→ Given text:
Periodical Payment Orders and the COVID pandemic
What have those dealing with the administration of PPOs seen on the ground and what is in store for the future?
This spring, with the relaxation of COVID-19 restrictions, brings what some dare to hope is the end of the worst of the pandemic. Last autumn saw the publication of the latest data from the Office for National Statistics relating to the Annual Survey of Hours and Earnings (“ASHE”) of care workers, which prompted the commencement of the annual recalculation of Periodical Payment Orders (“PPOs”).
Practitioners will have noticed that rates continue to rise but with a deceleration in the increase of wages. The 2021 mean average hourly rate increase for carers was 3% with an increase in the medium of 2.3%. By way of contrast, the 2020 data saw an increase of almost 5.5% in earnings (mean) from the previous year, meaning that this years’ payments have not risen as steeply as in previous years
The reduction reflects that the rise in National Living Wage in April 2021 was only 2.18% compared to much higher increases of 6.22% in April 2020 and 4.85% in April 2019. With the majority of periodical payments linked to the 80th percentile, the net result is that annual payments that were due in December 2021 only increased by 2.23% compared with 5.31% the year before. The annual rise in care costs was the lowest since 2015, which may come as a surprise as more significant rises in agency rates across the same period have been seen. This is due to a shortage of carers as a result of the twofold impact of Brexit, causing a shortage of workers, and COVID-19 restrictions.

→ Task 1:
Rewrite the article on periodical payment orders from "Periodical Payment Orders and" to "for the future?", putting "management" in place of "administration".
→ Task 2:
In the article on periodical payment orders, by how much did the National Living Wage rise in April 2021?
→ Task 3:
Continue the article on periodical payment orders and the COVID pandemic from where it stops.
You won't need the records for this work.

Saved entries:
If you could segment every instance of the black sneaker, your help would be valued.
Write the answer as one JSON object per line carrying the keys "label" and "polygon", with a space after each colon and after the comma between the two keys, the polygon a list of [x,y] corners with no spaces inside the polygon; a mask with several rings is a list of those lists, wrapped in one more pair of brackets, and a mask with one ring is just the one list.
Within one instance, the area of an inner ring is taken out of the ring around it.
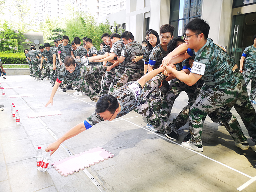
{"label": "black sneaker", "polygon": [[165,136],[170,139],[172,140],[176,140],[179,139],[179,134],[176,134],[174,131],[172,131],[169,134],[165,134]]}
{"label": "black sneaker", "polygon": [[189,134],[188,134],[187,136],[184,138],[184,139],[183,139],[183,141],[184,142],[186,142],[189,141],[190,139],[190,137],[191,136],[191,135],[190,134],[190,133],[189,133]]}

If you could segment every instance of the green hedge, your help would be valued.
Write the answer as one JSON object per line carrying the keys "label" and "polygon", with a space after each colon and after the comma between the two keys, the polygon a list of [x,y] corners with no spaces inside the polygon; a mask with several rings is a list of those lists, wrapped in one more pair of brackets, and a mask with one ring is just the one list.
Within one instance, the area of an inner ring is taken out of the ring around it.
{"label": "green hedge", "polygon": [[24,53],[0,52],[0,57],[3,64],[27,64]]}

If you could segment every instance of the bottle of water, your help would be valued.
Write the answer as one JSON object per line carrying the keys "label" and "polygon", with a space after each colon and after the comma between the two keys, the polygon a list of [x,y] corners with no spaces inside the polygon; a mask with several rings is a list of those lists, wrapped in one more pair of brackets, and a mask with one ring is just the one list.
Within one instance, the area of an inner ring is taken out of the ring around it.
{"label": "bottle of water", "polygon": [[14,103],[12,103],[12,118],[15,119],[15,114],[16,113],[16,109],[15,109],[15,105],[14,105]]}
{"label": "bottle of water", "polygon": [[5,91],[4,91],[4,89],[3,87],[2,88],[2,95],[3,97],[5,97]]}
{"label": "bottle of water", "polygon": [[20,118],[18,110],[16,110],[16,113],[15,114],[15,119],[16,120],[16,125],[20,125]]}
{"label": "bottle of water", "polygon": [[38,170],[40,170],[41,163],[44,159],[44,155],[43,154],[41,146],[38,146],[37,148],[38,150],[37,152],[37,168]]}
{"label": "bottle of water", "polygon": [[48,165],[51,162],[51,159],[52,157],[50,155],[51,153],[52,150],[50,150],[50,151],[48,152],[45,156],[44,158],[44,160],[41,163],[41,167],[40,168],[40,170],[42,172],[44,172],[46,170],[46,169],[48,167]]}

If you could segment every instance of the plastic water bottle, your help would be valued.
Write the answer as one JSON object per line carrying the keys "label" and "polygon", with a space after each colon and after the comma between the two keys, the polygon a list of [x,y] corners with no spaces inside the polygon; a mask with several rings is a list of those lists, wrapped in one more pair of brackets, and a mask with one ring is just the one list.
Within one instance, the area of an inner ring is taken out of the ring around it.
{"label": "plastic water bottle", "polygon": [[5,91],[4,91],[4,89],[3,87],[2,88],[2,95],[3,97],[5,97]]}
{"label": "plastic water bottle", "polygon": [[42,172],[44,172],[46,170],[46,169],[48,167],[48,165],[51,162],[51,159],[52,156],[50,155],[51,153],[52,150],[50,150],[50,151],[48,152],[45,156],[44,158],[44,160],[41,163],[41,167],[40,168],[40,170]]}
{"label": "plastic water bottle", "polygon": [[15,114],[16,113],[16,109],[15,109],[15,105],[14,105],[14,103],[12,103],[12,118],[15,119]]}
{"label": "plastic water bottle", "polygon": [[40,170],[41,163],[44,160],[44,155],[43,154],[43,151],[41,146],[38,146],[37,147],[38,150],[37,152],[37,168],[39,170]]}
{"label": "plastic water bottle", "polygon": [[16,113],[15,114],[15,119],[16,120],[16,125],[20,125],[20,118],[18,110],[16,110]]}

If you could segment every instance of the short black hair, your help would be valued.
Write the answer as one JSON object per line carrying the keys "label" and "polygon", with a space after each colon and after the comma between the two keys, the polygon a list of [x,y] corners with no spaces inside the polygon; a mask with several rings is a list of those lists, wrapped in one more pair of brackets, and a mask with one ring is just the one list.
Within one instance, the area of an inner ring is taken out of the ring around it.
{"label": "short black hair", "polygon": [[57,42],[57,43],[58,43],[58,42],[60,41],[62,41],[62,40],[60,39],[56,39],[56,42]]}
{"label": "short black hair", "polygon": [[159,32],[160,34],[165,33],[171,33],[171,36],[173,36],[173,32],[174,31],[175,28],[172,25],[170,24],[166,24],[163,25],[160,28]]}
{"label": "short black hair", "polygon": [[127,40],[128,40],[129,39],[130,39],[132,41],[134,40],[134,36],[133,36],[132,34],[129,31],[126,31],[122,34],[121,38],[124,38]]}
{"label": "short black hair", "polygon": [[63,37],[62,37],[62,41],[63,41],[64,39],[67,39],[67,40],[69,40],[68,37],[66,35],[64,35]]}
{"label": "short black hair", "polygon": [[[204,39],[208,37],[210,26],[203,19],[195,19],[189,23],[184,29],[184,33],[187,30],[190,30],[195,34],[202,33]],[[198,36],[198,35],[197,35]]]}
{"label": "short black hair", "polygon": [[108,111],[113,114],[119,107],[117,100],[111,95],[104,95],[99,98],[96,103],[95,112],[98,113]]}
{"label": "short black hair", "polygon": [[68,56],[65,57],[64,64],[65,67],[69,67],[71,65],[74,66],[75,61],[72,57]]}
{"label": "short black hair", "polygon": [[121,39],[121,36],[118,33],[113,33],[110,35],[110,39],[112,39],[113,37]]}
{"label": "short black hair", "polygon": [[91,44],[92,44],[92,41],[91,41],[91,40],[89,38],[87,38],[85,39],[85,40],[84,40],[84,42],[88,42]]}
{"label": "short black hair", "polygon": [[103,34],[101,36],[101,38],[102,39],[102,38],[103,38],[104,37],[107,37],[108,36],[108,34],[107,33],[104,33],[104,34]]}
{"label": "short black hair", "polygon": [[185,41],[178,37],[175,37],[171,40],[167,45],[167,52],[170,53],[178,47],[179,43],[185,43]]}
{"label": "short black hair", "polygon": [[50,44],[49,44],[49,43],[46,43],[44,44],[44,46],[45,46],[45,47],[50,47]]}
{"label": "short black hair", "polygon": [[25,50],[27,50],[28,51],[29,51],[29,50],[28,49],[25,49],[24,50],[24,53],[25,54],[26,54],[26,53],[25,52]]}
{"label": "short black hair", "polygon": [[78,37],[75,37],[74,38],[74,43],[76,45],[80,45],[81,43],[80,38]]}

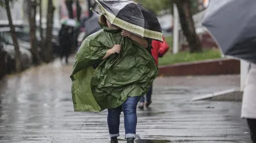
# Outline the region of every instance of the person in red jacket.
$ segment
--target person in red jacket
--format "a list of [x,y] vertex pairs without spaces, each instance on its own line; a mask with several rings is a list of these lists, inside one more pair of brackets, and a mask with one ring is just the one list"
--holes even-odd
[[[162,57],[164,54],[167,52],[169,49],[169,45],[166,42],[164,38],[163,38],[163,42],[161,42],[158,41],[152,40],[152,49],[151,49],[151,54],[153,58],[155,59],[155,64],[158,66],[158,58]],[[151,101],[151,95],[152,92],[152,86],[150,86],[148,89],[148,91],[146,94],[146,102],[145,98],[144,96],[142,96],[141,98],[141,101],[139,105],[139,108],[141,109],[144,109],[144,106],[146,107],[148,107],[152,103]]]

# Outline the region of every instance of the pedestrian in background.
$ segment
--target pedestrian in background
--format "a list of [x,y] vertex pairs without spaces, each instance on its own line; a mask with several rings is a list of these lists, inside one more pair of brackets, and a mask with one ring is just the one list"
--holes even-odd
[[256,64],[251,63],[243,90],[242,118],[247,119],[251,140],[256,143]]
[[[151,54],[155,61],[155,64],[158,66],[158,58],[162,57],[167,52],[169,49],[169,45],[166,42],[164,38],[163,37],[163,42],[161,42],[158,41],[152,41],[152,49]],[[139,105],[139,108],[143,109],[144,106],[148,107],[152,103],[151,96],[153,91],[153,86],[151,86],[148,89],[147,93],[146,94],[146,102],[145,98],[142,96],[141,98],[140,103]]]
[[[148,11],[152,15],[156,18],[156,15],[154,10],[150,9],[148,10]],[[166,42],[164,37],[163,37],[163,43],[156,40],[152,41],[152,48],[151,50],[151,55],[155,59],[155,64],[157,66],[158,66],[158,58],[162,57],[169,49],[169,45],[168,45],[168,44]],[[153,86],[151,86],[148,89],[147,93],[146,94],[146,102],[144,96],[142,96],[141,98],[138,107],[139,109],[143,110],[144,109],[144,106],[148,107],[152,103],[151,96]]]
[[73,31],[72,28],[63,24],[59,33],[60,43],[60,60],[62,61],[63,57],[65,57],[65,62],[68,63],[68,57],[71,52],[71,48],[73,43]]

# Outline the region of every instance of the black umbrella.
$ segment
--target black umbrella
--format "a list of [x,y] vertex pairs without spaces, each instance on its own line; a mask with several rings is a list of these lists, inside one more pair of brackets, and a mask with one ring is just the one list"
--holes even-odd
[[127,0],[94,0],[112,24],[139,35],[163,41],[158,19],[141,4]]
[[85,38],[88,36],[101,29],[98,24],[99,15],[94,14],[93,16],[85,21]]
[[211,0],[203,25],[224,55],[256,63],[255,0]]

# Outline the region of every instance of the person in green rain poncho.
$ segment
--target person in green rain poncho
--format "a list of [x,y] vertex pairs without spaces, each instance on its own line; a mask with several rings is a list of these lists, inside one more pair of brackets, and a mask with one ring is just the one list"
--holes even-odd
[[158,69],[151,55],[151,40],[112,25],[104,15],[102,30],[82,43],[71,76],[75,111],[108,109],[111,143],[119,136],[120,114],[125,116],[126,138],[136,138],[136,109],[156,77]]

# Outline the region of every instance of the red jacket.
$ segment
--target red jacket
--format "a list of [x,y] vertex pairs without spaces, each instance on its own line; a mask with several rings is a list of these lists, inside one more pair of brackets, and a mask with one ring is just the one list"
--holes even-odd
[[152,49],[151,53],[154,58],[155,60],[155,64],[158,65],[158,57],[159,55],[163,56],[169,49],[169,45],[166,42],[164,38],[163,38],[163,42],[161,42],[158,41],[152,41]]

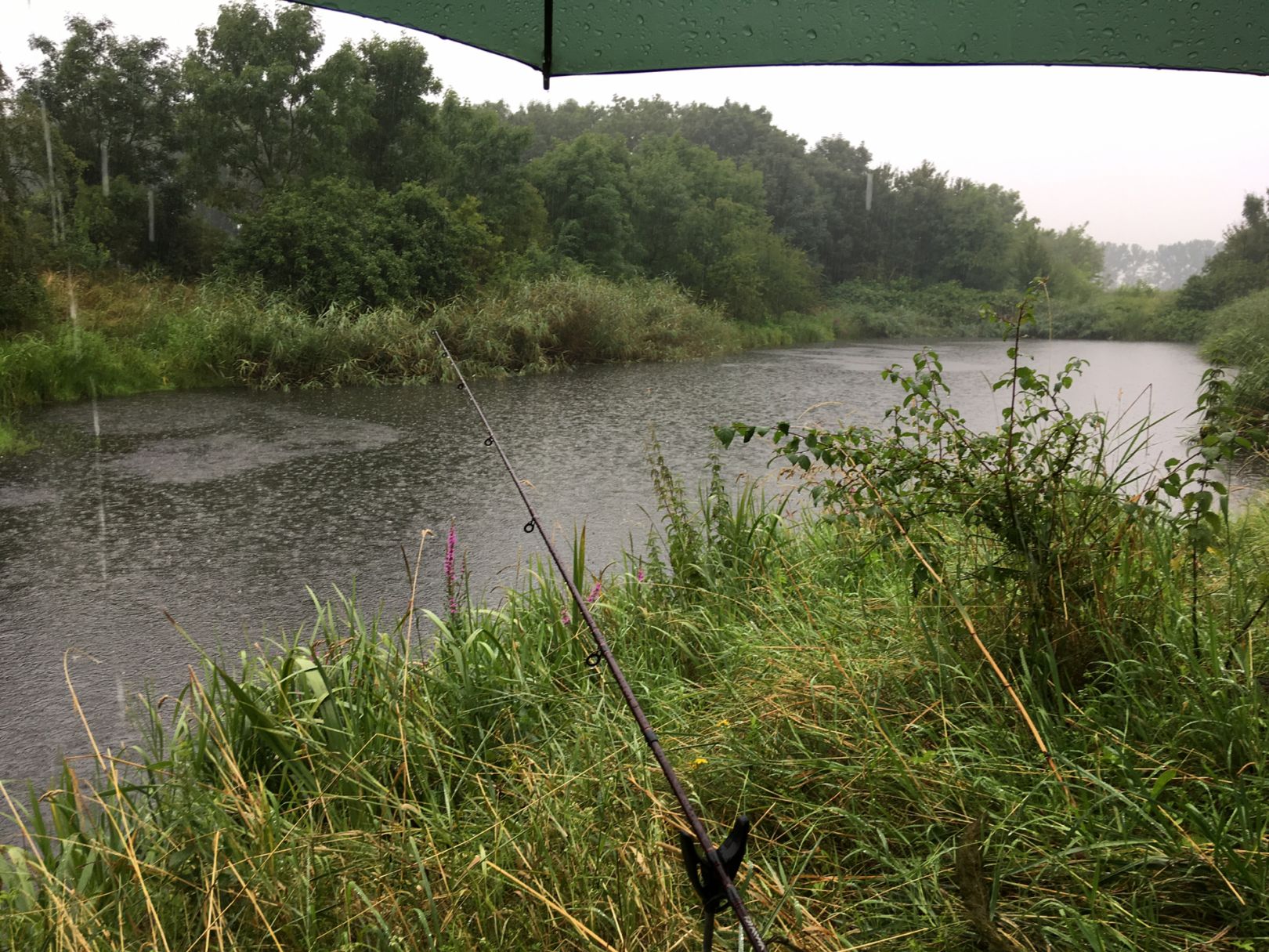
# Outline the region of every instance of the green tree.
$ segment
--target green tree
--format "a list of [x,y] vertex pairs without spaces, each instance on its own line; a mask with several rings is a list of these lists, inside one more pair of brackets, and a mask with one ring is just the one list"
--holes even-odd
[[546,204],[522,164],[530,140],[528,128],[506,122],[491,107],[473,107],[453,91],[442,103],[437,142],[445,162],[437,188],[452,202],[478,199],[481,213],[513,253],[549,239]]
[[374,37],[357,52],[371,90],[365,104],[369,122],[349,143],[357,165],[378,188],[428,180],[440,162],[435,142],[439,107],[428,96],[440,93],[440,83],[428,63],[426,48],[414,39]]
[[[825,206],[824,231],[815,256],[830,283],[857,278],[871,258],[876,222],[867,201],[872,154],[862,145],[853,146],[832,136],[820,140],[808,160]],[[874,189],[876,185],[874,180]]]
[[586,132],[557,145],[529,165],[546,203],[556,248],[612,275],[632,270],[629,164],[615,136]]
[[124,175],[156,184],[175,168],[179,74],[162,39],[119,39],[108,19],[66,20],[61,46],[32,37],[43,61],[23,70],[63,142],[84,164],[84,183]]
[[184,63],[180,131],[190,171],[213,202],[254,207],[313,166],[340,118],[313,96],[321,46],[312,10],[298,5],[270,14],[230,3],[214,27],[198,30]]
[[37,122],[0,67],[0,333],[34,324],[48,307],[38,274],[36,199],[47,201],[47,173],[39,174]]
[[1241,223],[1225,232],[1225,246],[1181,287],[1176,301],[1180,307],[1211,311],[1269,287],[1269,213],[1265,211],[1265,197],[1247,194],[1242,199]]
[[450,207],[418,183],[388,193],[330,178],[265,195],[230,263],[321,312],[450,297],[489,273],[496,250],[473,202]]

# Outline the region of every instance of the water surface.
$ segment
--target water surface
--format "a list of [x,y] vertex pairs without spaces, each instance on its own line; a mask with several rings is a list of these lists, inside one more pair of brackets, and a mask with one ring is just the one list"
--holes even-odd
[[[571,541],[585,523],[594,569],[640,546],[654,506],[646,442],[695,482],[709,426],[779,419],[877,423],[897,400],[879,369],[910,362],[904,341],[766,350],[704,363],[591,367],[475,381],[539,515]],[[957,405],[999,420],[999,341],[937,345]],[[1112,416],[1193,407],[1204,366],[1175,344],[1034,341],[1043,371],[1091,362],[1072,404]],[[0,779],[48,776],[88,749],[63,659],[99,743],[127,737],[124,699],[179,689],[197,651],[236,652],[312,617],[306,588],[339,585],[397,616],[409,597],[402,548],[439,536],[423,599],[442,604],[450,520],[478,592],[511,584],[536,539],[463,393],[445,386],[350,391],[154,393],[58,406],[29,423],[44,446],[0,461]],[[1150,453],[1180,451],[1185,420]],[[768,452],[727,454],[765,471]],[[178,631],[168,619],[184,630]],[[187,640],[188,637],[188,640]]]

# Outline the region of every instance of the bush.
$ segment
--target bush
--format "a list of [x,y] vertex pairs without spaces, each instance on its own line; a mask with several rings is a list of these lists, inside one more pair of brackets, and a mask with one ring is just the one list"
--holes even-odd
[[47,314],[25,218],[0,213],[0,334],[32,327]]
[[448,298],[482,279],[496,255],[497,239],[472,201],[452,208],[418,183],[387,193],[321,179],[266,198],[242,222],[228,263],[320,314]]
[[1203,357],[1239,368],[1233,382],[1237,406],[1269,416],[1269,289],[1221,307],[1208,317]]

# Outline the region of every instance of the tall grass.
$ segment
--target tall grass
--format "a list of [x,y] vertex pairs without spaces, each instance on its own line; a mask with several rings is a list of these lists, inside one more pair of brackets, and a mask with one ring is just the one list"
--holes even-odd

→ Final answer 1:
Periodical Payment Orders and the COVID pandemic
What have those dealing with the management of PPOs seen on the ground and what is in store for the future?

→ Final answer 2:
2.18%

→ Final answer 3:
The pandemic has also caused practical difficulties, the main issue relating to securing suitable proof of life to meet the requirements of the PPO. Most Orders contain a requirement for this to be provided by a GP or other medical practitioner/the Deputy, who has ‘seen’ the claimant within the last month. As is well known, during the height of the COVID pandemic, routine appointments were unavailable due to frontline NHS staff being drafted into hospital trusts. Despite the recent easing of restrictions, face-to-face medical appointments in parts of the UK are still difficult to access, with telephone appointments being preferred.
Proof of life is a crucial part of the process, without which the obligation to make the annual payment does not arise. Compensators are striving to balance the need to be satisfied as to proof of life with reasonableness, appreciating the present difficult circumstances for claimants. As a result, compensators have been asked to consider acceptance of proof of life obtained by other means, such as from the claimant’s solicitor, but in our experience this will often be deemed insufficient and a clinician’s confirmation will be required. Whilst there is no detriment to the insurer by reason of the non-provision of proof of life, in reality insurers are often keen to keep the process moving and they are frequently proactive in seeking proof of life.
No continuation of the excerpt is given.